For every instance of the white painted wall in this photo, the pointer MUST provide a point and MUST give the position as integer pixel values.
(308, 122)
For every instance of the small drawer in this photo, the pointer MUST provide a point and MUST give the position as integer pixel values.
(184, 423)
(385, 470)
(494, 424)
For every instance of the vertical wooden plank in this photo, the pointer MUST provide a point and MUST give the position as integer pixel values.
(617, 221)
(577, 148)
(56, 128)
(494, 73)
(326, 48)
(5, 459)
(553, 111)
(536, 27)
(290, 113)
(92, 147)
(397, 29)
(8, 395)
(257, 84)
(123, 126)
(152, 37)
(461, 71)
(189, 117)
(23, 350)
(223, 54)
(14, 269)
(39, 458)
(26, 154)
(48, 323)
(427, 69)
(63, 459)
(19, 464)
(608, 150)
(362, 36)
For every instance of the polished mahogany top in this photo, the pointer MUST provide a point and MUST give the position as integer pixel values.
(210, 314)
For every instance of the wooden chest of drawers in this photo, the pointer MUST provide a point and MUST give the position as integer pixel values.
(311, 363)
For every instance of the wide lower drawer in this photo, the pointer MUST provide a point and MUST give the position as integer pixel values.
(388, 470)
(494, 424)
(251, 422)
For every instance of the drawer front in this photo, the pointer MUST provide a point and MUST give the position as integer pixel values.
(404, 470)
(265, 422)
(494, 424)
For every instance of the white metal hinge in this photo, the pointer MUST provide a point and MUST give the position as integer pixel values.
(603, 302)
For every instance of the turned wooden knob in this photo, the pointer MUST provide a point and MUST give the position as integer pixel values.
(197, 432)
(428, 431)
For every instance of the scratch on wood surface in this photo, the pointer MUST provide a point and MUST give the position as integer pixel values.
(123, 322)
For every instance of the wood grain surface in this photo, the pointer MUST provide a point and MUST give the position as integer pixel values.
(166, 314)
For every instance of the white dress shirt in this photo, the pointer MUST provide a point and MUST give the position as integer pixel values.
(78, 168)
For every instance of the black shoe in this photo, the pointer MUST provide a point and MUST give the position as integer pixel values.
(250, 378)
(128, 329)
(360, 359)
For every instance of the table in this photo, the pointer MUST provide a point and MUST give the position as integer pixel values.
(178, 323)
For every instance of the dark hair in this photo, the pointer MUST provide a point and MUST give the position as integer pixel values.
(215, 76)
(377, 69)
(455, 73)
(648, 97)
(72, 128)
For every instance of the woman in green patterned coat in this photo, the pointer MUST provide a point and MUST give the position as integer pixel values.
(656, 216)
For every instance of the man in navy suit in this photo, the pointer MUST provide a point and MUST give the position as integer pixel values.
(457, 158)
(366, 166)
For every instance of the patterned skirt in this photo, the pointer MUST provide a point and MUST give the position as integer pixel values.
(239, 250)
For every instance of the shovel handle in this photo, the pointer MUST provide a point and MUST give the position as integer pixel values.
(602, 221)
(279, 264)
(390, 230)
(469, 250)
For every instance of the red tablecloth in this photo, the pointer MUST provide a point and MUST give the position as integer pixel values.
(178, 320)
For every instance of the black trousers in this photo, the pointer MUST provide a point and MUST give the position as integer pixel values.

**Work order**
Repeat the data word for word, leaving out no line.

**Task result**
For every instance of the white painted wall in this photo, the pointer MUST provide a point and MUST give the position as integer pixel values.
(308, 122)
For every instance of the small drawer in this photo, the pointer MUST provide a point and MUST give the position as integer pixel values.
(184, 423)
(385, 470)
(494, 424)
For every instance of the vertical wooden plank in this photo, the pointer MUST provide a point and MUST give the position as integer pixel values.
(617, 221)
(577, 148)
(56, 128)
(494, 73)
(326, 48)
(5, 459)
(553, 111)
(536, 27)
(290, 113)
(92, 147)
(397, 29)
(8, 395)
(257, 84)
(123, 126)
(152, 37)
(461, 71)
(189, 117)
(23, 350)
(223, 54)
(14, 269)
(39, 458)
(26, 154)
(48, 323)
(427, 69)
(63, 459)
(19, 464)
(608, 150)
(362, 36)
For every instance of the polished mahogany top in this photo, the pointer MUST provide a point and MUST give the position as integer pixel values.
(210, 314)
For every instance of the wooden chest of drawers in this photo, the pointer MUST provide a point and MUST give the position as integer pixel values.
(311, 363)
For every instance of the wide lower drawer in this photo, the pointer MUST provide a point and MUST give the position as integer pixel values.
(388, 470)
(494, 424)
(251, 422)
For every instance of the drawer front in this photo, the pointer MUST provide a point and MUST give the position as integer pixel values.
(404, 470)
(265, 422)
(494, 424)
For every instance of the white metal hinge in this photo, the pointer MUST provide a point and MUST give the position as integer pixel values.
(603, 302)
For every instance of the turned wooden knob in this photo, the pointer MUST provide a point and MUST give the position as integer pixel values.
(197, 432)
(428, 431)
For every instance of the scratch on wood surface in this photo, the pointer MUST provide a point and MUST give the position as integer pixel values.
(123, 322)
For every instance of the wood grain surface in this photo, the pointer MUST provide a point and MUST give the position as integer pixel values.
(166, 314)
For every instance of the white dress shirt in this photo, the pointer MUST provide a point and MUST give the position as integer pixel values.
(78, 168)
For every instance of the black shoe in this photo, the pointer MUST provide a point and MUST give the position as integer pixel values.
(250, 378)
(128, 329)
(360, 359)
For every instance of the table in this photo, the pointer MUST provide a point and MUST give the position as integer pixel values.
(178, 323)
For every instance of the dark hair in this photo, the pointer MUST provide a point and MUST give the position as integer pixel values.
(215, 76)
(377, 69)
(455, 73)
(648, 97)
(72, 128)
For every instance of the woman in green patterned coat in this photo, the pointer MUST provide a point and MUST give the position as integer pixel values.
(656, 216)
For every instance of the man in navy suit in this photo, the pointer MUST provide a point and MUST give the position as integer pixel values.
(457, 158)
(366, 166)
For every instance of the patterned skirt in this photo, the pointer MUST provide a point and MUST give the position as integer pixel values.
(239, 250)
For every instance of the shovel handle in this photo, the pointer MUST provide a point and MUST give the position as integer pixel values.
(602, 221)
(279, 264)
(390, 230)
(469, 250)
For every instance of the red tablecloth in this photo, the pointer MUST provide a point and MUST give the position as integer pixel values.
(178, 320)
For every instance of the black trousers in this photo, the pointer MUST provide a point and MUST give the position as integer pixel values.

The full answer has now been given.